记录内容:
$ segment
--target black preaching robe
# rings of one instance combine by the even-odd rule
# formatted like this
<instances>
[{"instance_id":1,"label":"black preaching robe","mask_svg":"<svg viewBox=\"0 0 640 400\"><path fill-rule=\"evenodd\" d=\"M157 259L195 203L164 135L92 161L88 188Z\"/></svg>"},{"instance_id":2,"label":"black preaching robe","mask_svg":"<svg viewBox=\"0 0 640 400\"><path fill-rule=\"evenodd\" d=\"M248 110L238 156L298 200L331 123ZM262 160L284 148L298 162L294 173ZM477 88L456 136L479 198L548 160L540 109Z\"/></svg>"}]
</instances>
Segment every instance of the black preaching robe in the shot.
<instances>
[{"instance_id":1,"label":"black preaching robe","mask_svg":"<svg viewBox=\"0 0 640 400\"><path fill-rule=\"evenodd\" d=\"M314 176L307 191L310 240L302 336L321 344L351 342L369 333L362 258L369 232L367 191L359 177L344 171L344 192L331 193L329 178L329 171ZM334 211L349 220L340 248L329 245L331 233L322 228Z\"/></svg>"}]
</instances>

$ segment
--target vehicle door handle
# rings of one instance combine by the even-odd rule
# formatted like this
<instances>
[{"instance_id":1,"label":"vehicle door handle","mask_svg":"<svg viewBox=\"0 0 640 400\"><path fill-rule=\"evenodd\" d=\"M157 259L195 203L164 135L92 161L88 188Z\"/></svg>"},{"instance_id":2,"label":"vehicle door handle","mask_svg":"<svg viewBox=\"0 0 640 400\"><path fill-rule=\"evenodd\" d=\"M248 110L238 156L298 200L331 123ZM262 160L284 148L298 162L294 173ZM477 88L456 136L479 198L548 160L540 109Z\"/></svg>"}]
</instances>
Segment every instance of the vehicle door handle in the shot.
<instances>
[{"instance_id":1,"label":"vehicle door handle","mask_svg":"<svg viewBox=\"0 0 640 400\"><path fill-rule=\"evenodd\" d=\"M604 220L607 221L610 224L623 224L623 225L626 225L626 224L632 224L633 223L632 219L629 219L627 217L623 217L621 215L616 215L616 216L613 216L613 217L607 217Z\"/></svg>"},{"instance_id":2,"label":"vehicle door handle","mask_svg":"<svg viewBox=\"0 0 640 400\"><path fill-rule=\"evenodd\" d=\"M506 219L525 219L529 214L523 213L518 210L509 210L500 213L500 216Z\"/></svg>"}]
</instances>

任务:
从记录开头起，到含有“Segment every instance of the black”的那一行为止（这一行也算），把这些行重新写一遍，只把“preaching”换成“choir”，别的地方一律不动。

结果:
$ segment
--target black choir robe
# rings of one instance combine by the even-odd rule
# formatted like this
<instances>
[{"instance_id":1,"label":"black choir robe","mask_svg":"<svg viewBox=\"0 0 640 400\"><path fill-rule=\"evenodd\" d=\"M157 259L195 203L164 135L92 161L88 188Z\"/></svg>"},{"instance_id":2,"label":"black choir robe","mask_svg":"<svg viewBox=\"0 0 640 400\"><path fill-rule=\"evenodd\" d=\"M248 110L238 156L298 200L331 123ZM262 160L284 148L298 162L294 173ZM477 88L456 136L479 198L548 160L540 109Z\"/></svg>"}]
</instances>
Segment every instance of the black choir robe in the shot.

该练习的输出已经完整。